**Aim**: Rewrite the lines below, replacing each "single dot" with "small marker" and keeping everything else the same.

[Coordinate labeling data]
---

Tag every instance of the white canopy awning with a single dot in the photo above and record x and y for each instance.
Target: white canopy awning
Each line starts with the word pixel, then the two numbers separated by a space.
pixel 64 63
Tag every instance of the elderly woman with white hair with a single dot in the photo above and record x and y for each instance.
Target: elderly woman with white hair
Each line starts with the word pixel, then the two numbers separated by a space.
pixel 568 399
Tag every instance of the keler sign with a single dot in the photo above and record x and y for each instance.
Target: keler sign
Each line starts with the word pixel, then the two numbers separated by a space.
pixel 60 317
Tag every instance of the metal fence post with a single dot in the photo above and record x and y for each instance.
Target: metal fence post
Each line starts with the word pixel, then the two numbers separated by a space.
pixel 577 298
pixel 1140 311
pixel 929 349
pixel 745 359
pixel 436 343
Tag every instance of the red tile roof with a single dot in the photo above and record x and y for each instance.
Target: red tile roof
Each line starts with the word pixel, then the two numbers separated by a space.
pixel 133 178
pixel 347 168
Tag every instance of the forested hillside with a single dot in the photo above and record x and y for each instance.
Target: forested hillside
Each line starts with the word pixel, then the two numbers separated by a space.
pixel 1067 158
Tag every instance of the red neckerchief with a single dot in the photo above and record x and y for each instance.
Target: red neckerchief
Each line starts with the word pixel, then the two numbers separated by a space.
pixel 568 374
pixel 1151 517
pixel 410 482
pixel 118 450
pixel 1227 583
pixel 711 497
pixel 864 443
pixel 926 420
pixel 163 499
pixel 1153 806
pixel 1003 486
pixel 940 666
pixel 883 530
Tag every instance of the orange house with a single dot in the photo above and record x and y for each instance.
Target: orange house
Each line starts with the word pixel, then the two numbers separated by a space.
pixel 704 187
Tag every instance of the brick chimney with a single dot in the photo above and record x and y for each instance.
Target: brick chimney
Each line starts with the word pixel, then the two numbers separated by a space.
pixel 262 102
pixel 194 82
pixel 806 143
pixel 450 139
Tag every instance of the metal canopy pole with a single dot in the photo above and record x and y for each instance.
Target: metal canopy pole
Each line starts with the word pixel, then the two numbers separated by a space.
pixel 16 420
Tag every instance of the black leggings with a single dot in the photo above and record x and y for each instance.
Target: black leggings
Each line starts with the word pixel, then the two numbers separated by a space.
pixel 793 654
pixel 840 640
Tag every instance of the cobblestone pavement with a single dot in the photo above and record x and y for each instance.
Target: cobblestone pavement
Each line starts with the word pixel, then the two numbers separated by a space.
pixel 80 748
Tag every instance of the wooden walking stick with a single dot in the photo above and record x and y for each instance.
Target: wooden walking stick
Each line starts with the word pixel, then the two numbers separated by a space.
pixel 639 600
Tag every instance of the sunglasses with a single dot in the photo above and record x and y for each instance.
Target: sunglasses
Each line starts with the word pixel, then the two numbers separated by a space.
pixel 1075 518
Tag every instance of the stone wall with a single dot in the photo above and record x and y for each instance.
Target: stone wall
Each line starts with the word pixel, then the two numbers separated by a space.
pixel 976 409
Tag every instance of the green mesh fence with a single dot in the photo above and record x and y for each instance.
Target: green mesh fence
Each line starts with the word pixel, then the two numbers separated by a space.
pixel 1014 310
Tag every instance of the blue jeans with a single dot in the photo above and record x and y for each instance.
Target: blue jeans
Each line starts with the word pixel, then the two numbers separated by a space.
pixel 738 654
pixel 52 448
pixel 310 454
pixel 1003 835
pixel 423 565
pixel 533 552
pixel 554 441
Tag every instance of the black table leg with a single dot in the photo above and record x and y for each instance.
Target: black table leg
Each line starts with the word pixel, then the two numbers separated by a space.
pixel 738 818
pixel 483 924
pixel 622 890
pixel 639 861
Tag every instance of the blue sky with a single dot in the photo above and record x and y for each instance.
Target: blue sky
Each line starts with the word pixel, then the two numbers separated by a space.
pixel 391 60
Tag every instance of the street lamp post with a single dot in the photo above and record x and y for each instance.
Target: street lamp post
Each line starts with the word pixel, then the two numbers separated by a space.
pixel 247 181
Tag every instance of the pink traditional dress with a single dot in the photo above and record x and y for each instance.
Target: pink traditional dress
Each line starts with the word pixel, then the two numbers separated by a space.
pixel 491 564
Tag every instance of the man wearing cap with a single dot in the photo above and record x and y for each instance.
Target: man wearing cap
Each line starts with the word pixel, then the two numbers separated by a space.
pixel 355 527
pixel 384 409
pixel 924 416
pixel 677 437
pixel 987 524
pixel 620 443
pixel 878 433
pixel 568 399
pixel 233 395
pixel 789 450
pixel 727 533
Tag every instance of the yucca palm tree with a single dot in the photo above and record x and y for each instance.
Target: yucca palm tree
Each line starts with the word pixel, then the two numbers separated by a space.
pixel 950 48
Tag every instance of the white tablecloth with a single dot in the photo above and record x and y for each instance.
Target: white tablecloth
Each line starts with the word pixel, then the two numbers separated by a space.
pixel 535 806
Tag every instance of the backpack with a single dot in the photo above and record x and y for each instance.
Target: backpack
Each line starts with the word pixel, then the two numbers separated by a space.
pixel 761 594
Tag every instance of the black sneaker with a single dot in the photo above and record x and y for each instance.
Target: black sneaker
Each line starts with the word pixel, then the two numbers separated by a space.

---

**Result of this task**:
Tag every instance of the white canopy awning with a small marker in the photo above and record x and y for each instance.
Target: white canopy awning
Each line starts with the word pixel, then the two numbers separated by a space.
pixel 64 63
Tag every instance of the elderly woman with white hair with a small marker in the photo above and record x and y for each instance.
Target: elderly woman with white hair
Each line starts with the word pixel, then the two numbers separated by a space.
pixel 568 399
Tag every instance of the keler sign with a small marker in the photo above and record x and y for each instance.
Target: keler sign
Each line starts with the word pixel, then the two numbers separated by a space.
pixel 60 317
Tag every instance of the metal fence post with a small marker in the photo above and record x and y for each instance.
Target: metal fence post
Each line starts with the word pixel, then the two numbers separated by a space.
pixel 577 298
pixel 1140 311
pixel 929 349
pixel 745 359
pixel 436 343
Tag every instance of the red tile roof with a small marker in the photo above and record x and y for each instance.
Target: red tile roof
Each line starts with the word pixel, then the two numbers separated by a space.
pixel 133 178
pixel 347 168
Tag every instance of the forested hillside with a small marker in the photo above and record x and y for each instance.
Target: forested hillside
Each line starts with the word pixel, then the two numbers separated by a space.
pixel 1067 158
Tag every instance of the red neckerchief with a small marker in the photo above and record x and y for each instance.
Target: red neckerchief
Each line starts with the word pixel, then the two numbers separated by a space.
pixel 568 374
pixel 1151 517
pixel 410 482
pixel 118 450
pixel 1227 583
pixel 711 497
pixel 864 443
pixel 926 420
pixel 163 499
pixel 1153 806
pixel 1003 486
pixel 940 666
pixel 883 530
Tag every instance of the orange house with a small marker in the photo above and record x and y for each instance.
Target: orange house
Each line starts with the word pixel, then the two numbers separated by a space.
pixel 704 187
Tag every instance of the brick chimney with a small marker in the photo above and record x and y for each instance.
Target: brick chimney
Each line starts with the word pixel, then the two numbers separated by a space.
pixel 262 102
pixel 194 82
pixel 806 143
pixel 450 139
Tag every instance of the metal canopy pole with a small marker in the photo above and record x and y for each instance.
Target: metal canopy pole
Each line starts with the word pixel, then the two numbers separated by a space.
pixel 16 420
Tag every instance of the black leggings with a small marker in the photo above and record x and y for each instance.
Target: black leggings
Each line starts with the word pixel, then the two numbers separated by a space.
pixel 793 654
pixel 840 640
Tag every instance of the cobblestone pavement with a small marker in the photo above and record x and y for each instance.
Target: cobblestone pavement
Each line starts with the word pixel, then the two numbers separated by a space.
pixel 80 748
Tag every instance of the wooden walking stick with a small marker in the photo above and record x and y for each instance.
Target: wooden walking stick
Each line starts with the word pixel, then the two numbers separated by a space.
pixel 639 600
Tag every instance of the sunglasses with a small marker in the photo above and record x and y for each instance.
Target: sunglasses
Each line starts with the word pixel, then the two numbers separated by a space.
pixel 1075 518
Tag every instance of the stone wall with a small marker in the photo above and record x and y for each instance.
Target: stone wall
Each line starts with the word pixel, then the two numbers separated by a space.
pixel 976 409
Tag every instance of the green mesh fence with a small marker in the photo above and record x and y for each instance.
Target: green mesh fence
Each line starts with the word pixel, then the two numbers separated by a space.
pixel 1014 310
Tag every instance of the blue jeans with a small marker in the photo above and record x and y for each instance.
Target: blue jeans
Each line starts with the word pixel, then the two numbers separated by a space.
pixel 738 654
pixel 52 448
pixel 310 454
pixel 1003 835
pixel 423 565
pixel 533 552
pixel 554 441
Tag every instance of the black table leg with a small marker in the photo above and record x and y for each instance.
Target: black table leg
Each line starts with the word pixel, then the two numbers separated by a space.
pixel 738 818
pixel 483 924
pixel 622 890
pixel 639 861
Tag every instance of the blue sky with a small marker in the photo above and record x and y for each instance.
Target: blue sky
Each line starts with the word pixel, then the two numbers separated by a space.
pixel 391 60
Tag every instance of the street lamp post with a small marker in the photo above and record x and y for each instance.
Target: street lamp post
Each line starts with the word pixel, then the two numbers separated by a space.
pixel 247 181
Tag every instance of the pink traditional dress with a small marker in the photo above and record x and y for each instance.
Target: pink traditional dress
Each line starts with the word pixel, then the two numbers separated by a space.
pixel 491 564
Tag every instance of the man wearing cap with a small marker in the photo above and record x and y for each instance.
Target: man wearing cap
Each line starts with the word pixel, then the two numbers separated by a space.
pixel 355 527
pixel 384 409
pixel 924 416
pixel 677 437
pixel 987 524
pixel 620 443
pixel 878 433
pixel 568 399
pixel 233 395
pixel 789 450
pixel 727 533
Tag every instance of the yucca palm tree with a small marker in the photo above and record x and y for each instance.
Target: yucca palm tree
Each line starts with the word pixel, then the two numbers separated by a space.
pixel 950 48
Tag every instance of the white tablecloth with a small marker in the photo above and record x and y for each instance.
Target: white tablecloth
Each line starts with the word pixel, then the two numbers separated by a space.
pixel 535 806
Tag every instance of the backpack with a small marker in the photo above and record x and y for each instance.
Target: backpack
Each line starts with the word pixel, then the two numbers separated by a space.
pixel 761 594
Tag every instance of the black sneaker with a small marker in the photo above and record x and y for each instance.
Target: black sneaker
Each line starts with the word pixel, then the two numbers separated by a space.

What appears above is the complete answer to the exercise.